= WHAT YOU ARE ASKED TO DO =
Identify all lines below that hold "dark" and collect them.

[TASK DATA — start]

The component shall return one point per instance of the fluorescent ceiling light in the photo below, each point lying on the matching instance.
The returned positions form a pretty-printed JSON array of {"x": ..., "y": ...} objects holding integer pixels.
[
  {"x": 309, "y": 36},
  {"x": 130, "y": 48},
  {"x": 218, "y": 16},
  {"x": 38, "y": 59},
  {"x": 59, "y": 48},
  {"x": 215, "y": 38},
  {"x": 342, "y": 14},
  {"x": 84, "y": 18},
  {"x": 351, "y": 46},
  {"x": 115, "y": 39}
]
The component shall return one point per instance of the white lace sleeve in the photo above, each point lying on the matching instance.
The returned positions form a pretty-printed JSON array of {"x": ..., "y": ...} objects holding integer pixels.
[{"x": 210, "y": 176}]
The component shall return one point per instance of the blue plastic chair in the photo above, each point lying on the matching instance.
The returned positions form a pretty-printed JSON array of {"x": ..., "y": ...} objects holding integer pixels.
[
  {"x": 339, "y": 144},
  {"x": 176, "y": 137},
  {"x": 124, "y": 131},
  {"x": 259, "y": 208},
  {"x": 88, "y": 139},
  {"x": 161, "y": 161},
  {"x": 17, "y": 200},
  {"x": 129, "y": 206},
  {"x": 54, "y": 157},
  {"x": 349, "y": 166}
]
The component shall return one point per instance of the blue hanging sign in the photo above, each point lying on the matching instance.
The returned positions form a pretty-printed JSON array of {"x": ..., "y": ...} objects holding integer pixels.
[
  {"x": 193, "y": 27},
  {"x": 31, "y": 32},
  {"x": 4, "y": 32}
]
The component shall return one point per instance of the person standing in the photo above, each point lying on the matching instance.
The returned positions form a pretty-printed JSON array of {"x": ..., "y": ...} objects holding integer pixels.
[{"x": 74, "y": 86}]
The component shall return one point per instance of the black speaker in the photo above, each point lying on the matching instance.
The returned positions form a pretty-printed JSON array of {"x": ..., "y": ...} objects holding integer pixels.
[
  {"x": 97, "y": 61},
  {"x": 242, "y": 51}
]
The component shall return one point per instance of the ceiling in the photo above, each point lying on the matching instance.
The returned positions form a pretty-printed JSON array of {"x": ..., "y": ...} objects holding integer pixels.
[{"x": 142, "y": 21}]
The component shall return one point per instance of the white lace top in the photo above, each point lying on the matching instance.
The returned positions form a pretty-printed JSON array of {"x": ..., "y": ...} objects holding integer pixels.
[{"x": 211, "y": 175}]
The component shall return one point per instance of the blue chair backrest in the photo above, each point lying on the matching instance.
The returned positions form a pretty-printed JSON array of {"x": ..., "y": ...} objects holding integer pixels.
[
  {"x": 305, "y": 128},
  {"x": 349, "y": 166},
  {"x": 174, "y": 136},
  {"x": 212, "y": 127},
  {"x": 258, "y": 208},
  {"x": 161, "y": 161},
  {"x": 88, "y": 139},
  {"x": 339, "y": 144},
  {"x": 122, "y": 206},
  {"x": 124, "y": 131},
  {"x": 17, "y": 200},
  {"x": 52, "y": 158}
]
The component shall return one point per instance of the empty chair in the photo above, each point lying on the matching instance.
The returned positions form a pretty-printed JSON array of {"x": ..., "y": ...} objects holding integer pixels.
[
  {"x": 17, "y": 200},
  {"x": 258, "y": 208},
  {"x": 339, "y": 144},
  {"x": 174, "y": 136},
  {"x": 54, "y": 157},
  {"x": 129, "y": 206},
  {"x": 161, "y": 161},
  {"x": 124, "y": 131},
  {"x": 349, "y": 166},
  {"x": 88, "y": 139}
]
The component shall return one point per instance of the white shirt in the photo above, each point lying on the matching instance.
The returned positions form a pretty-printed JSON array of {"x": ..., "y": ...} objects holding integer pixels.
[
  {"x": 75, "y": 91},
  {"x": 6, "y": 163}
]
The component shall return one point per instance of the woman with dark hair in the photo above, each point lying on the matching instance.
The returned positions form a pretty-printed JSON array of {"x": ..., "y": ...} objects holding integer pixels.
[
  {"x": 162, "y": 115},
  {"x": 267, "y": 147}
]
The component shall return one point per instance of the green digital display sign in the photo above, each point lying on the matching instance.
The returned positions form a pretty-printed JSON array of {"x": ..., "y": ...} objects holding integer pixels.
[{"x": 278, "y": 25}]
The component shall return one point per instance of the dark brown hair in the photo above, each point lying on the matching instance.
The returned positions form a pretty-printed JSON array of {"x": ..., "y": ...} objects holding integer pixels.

[TASK DATA — finish]

= SOLUTION TO THIS PROBLEM =
The component shall return one point per instance of the woman with dark hair in the photo above, each point lying on the matching instance.
The component shall return one point per instance of the dark brown hair in the photo above, each point lying on the matching instance.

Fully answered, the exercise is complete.